Text excerpt:
Microsoft is testing a new AI-powered function in Excel designed to make spreadsheets smarter and easier to use.
Copilot AI can classify data, summarize text, generate descriptions, or create tables within your sheet.
What Can Excel Copilot Do?
Microsoft shared a few ways users can try the COPILOT function. The feature runs on OpenAI’s GPT-4.1 mini model and succeeds Microsoft’s earlier experimental function launched in 2023.
Users can integrate COPILOT with Excel’s existing formulas such as IF, SWITCH, LAMBDA, and WRAPROWS. This opens the door for advanced automations—for instance, applying AI-driven text classification inside conditional logic.

The Copilot function can:
- Generate text: e.g =COPILOT(“Create a description for this product based on its specs”, B2:B8)
- Summarize text: e.g =COPILOT(“Summarize this feedback”, A2:A20)
- Classify data: e.g =COPILOT(“Classify this feedback”, D4:D18)

Study material:
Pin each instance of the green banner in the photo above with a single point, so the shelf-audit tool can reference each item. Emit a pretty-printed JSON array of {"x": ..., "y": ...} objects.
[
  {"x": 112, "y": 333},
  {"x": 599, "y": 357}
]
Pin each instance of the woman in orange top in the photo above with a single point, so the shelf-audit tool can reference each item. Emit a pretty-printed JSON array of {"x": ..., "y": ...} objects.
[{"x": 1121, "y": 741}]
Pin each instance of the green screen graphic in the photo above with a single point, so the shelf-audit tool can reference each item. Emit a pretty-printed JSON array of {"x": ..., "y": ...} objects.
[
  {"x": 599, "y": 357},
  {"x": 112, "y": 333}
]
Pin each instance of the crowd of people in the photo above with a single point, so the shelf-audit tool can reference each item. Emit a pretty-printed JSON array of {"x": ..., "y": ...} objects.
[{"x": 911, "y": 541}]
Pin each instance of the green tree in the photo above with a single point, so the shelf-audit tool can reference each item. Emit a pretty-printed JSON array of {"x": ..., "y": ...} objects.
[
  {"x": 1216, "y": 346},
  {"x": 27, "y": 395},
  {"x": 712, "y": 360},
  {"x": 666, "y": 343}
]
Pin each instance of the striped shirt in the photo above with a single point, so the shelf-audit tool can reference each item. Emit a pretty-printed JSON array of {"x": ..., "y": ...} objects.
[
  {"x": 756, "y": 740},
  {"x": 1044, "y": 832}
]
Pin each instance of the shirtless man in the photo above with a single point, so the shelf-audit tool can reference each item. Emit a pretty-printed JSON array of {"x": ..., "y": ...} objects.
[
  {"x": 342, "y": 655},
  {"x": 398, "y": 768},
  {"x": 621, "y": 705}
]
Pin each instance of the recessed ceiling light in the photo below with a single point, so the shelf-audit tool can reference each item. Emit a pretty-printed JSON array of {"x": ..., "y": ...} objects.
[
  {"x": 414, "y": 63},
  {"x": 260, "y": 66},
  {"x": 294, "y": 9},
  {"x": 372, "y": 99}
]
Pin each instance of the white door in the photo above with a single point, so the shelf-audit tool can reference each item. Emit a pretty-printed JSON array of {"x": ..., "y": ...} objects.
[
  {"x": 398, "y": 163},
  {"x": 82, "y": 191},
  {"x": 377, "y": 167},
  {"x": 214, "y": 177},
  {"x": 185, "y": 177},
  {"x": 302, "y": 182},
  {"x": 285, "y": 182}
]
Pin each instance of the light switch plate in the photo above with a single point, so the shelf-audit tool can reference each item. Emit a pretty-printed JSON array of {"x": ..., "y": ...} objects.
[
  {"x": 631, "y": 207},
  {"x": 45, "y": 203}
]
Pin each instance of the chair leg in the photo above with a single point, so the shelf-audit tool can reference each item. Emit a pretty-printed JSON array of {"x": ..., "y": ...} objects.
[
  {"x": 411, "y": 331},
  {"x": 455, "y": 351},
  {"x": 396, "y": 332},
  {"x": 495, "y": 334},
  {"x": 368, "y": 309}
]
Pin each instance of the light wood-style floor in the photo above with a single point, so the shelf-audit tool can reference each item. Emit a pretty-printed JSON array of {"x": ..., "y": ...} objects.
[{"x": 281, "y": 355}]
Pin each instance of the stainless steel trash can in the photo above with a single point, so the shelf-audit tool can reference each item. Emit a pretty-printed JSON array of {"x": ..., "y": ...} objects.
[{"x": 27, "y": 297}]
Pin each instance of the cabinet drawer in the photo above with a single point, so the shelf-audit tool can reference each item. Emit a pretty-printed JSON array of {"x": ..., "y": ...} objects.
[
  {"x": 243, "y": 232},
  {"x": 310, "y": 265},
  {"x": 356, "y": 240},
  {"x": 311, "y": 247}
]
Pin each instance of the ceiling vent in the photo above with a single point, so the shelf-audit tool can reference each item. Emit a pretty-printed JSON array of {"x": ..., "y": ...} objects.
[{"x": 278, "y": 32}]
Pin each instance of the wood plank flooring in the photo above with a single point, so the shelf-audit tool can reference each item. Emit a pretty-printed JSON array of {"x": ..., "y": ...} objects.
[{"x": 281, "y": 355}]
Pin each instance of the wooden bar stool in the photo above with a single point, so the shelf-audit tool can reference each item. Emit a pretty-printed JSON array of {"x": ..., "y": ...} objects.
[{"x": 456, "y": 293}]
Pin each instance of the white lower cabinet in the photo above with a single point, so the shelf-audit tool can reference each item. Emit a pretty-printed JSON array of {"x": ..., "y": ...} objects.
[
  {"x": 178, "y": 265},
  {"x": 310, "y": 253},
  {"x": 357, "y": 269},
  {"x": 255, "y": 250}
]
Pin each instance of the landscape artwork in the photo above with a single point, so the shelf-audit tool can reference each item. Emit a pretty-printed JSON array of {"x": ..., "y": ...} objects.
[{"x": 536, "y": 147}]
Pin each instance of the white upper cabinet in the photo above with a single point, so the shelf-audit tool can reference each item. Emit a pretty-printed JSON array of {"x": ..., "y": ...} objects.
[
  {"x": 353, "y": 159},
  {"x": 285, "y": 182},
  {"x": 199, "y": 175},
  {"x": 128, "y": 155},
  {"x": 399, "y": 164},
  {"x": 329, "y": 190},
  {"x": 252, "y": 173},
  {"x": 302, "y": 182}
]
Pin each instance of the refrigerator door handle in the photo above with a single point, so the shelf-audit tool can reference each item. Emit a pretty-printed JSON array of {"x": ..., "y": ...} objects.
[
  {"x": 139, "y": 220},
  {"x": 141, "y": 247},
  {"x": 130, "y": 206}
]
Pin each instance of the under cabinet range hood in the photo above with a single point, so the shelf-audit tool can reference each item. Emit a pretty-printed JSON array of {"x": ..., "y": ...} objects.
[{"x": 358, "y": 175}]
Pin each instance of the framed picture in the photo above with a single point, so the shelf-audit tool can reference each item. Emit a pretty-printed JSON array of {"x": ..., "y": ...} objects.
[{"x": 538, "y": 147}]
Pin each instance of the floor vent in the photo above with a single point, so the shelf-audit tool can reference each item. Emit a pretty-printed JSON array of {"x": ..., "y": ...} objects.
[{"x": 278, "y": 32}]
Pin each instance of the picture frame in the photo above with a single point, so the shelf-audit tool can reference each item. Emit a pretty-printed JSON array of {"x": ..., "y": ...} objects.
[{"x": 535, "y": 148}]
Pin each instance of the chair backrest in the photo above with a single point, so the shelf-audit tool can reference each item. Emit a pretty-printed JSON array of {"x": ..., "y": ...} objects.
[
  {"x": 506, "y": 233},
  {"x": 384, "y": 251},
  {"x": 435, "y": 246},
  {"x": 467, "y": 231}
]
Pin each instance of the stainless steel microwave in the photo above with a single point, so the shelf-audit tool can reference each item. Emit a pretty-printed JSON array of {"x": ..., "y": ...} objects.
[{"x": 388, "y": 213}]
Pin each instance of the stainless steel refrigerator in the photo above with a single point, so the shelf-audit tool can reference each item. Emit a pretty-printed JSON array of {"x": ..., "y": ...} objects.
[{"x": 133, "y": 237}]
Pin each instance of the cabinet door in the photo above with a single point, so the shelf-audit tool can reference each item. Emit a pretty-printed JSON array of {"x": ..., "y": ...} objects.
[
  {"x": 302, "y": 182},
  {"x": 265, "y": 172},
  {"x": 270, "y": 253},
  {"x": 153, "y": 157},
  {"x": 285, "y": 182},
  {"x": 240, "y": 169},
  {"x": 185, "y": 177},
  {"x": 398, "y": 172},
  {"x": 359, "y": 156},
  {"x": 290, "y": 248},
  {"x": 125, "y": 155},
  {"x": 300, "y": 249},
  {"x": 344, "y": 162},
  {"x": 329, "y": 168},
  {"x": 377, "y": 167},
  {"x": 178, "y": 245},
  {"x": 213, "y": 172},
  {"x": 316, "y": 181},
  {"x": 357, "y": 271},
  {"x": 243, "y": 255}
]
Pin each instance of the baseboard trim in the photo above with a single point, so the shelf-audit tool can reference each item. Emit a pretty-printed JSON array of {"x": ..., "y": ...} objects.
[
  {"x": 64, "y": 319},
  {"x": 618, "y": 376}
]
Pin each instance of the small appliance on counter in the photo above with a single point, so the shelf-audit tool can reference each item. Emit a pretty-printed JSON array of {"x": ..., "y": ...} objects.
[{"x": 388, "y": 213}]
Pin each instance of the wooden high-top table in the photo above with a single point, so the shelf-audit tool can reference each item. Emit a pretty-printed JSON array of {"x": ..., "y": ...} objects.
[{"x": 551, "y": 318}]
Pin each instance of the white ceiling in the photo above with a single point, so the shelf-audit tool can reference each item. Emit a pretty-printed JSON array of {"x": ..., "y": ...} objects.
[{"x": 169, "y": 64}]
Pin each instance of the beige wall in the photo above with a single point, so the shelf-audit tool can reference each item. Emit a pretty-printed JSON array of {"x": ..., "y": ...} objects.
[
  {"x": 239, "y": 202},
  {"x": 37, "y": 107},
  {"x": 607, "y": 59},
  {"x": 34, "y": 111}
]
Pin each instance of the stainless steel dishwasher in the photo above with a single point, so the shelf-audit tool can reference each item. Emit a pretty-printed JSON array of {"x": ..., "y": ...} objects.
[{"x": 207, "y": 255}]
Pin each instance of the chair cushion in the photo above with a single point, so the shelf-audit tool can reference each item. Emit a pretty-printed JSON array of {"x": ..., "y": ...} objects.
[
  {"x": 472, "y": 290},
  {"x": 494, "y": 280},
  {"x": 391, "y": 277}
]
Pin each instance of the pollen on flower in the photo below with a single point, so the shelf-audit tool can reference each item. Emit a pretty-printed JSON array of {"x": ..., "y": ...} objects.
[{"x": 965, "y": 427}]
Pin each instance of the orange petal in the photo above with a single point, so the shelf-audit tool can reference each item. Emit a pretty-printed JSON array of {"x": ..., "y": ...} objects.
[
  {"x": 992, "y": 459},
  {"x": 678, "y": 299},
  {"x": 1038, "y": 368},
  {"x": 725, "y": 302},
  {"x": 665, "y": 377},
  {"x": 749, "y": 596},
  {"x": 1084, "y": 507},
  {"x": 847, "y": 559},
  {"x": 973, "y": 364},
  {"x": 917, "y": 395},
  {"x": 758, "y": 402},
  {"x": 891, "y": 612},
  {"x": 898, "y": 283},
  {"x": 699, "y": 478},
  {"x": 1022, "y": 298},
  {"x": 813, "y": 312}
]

Try it: Please carry on the article about Microsoft's COPILOT function in Excel, picking up right after its last line.

Reply:
Security concerns
Microsoft emphasizes that data used with COPILOT remains private. It stateed that information sent through the function is never used for AI training and only generates the requested output.

Limitations
Unfortunately, there are some limitations to this feature:
- The AI cannot pull data from outside your spreadsheet.
- Use is limited to 100 Copliot calls every 10 minutes.
- Microsoft advises against using the feature for numerical accuracy or in sensitive contexts such as finance, legal, or regulatory work, since responses may be unreliable.
Availability
The COPILOT function is rolling out to Windows and Mac users in the Beta Channel with a Microsoft 365 Copilot license.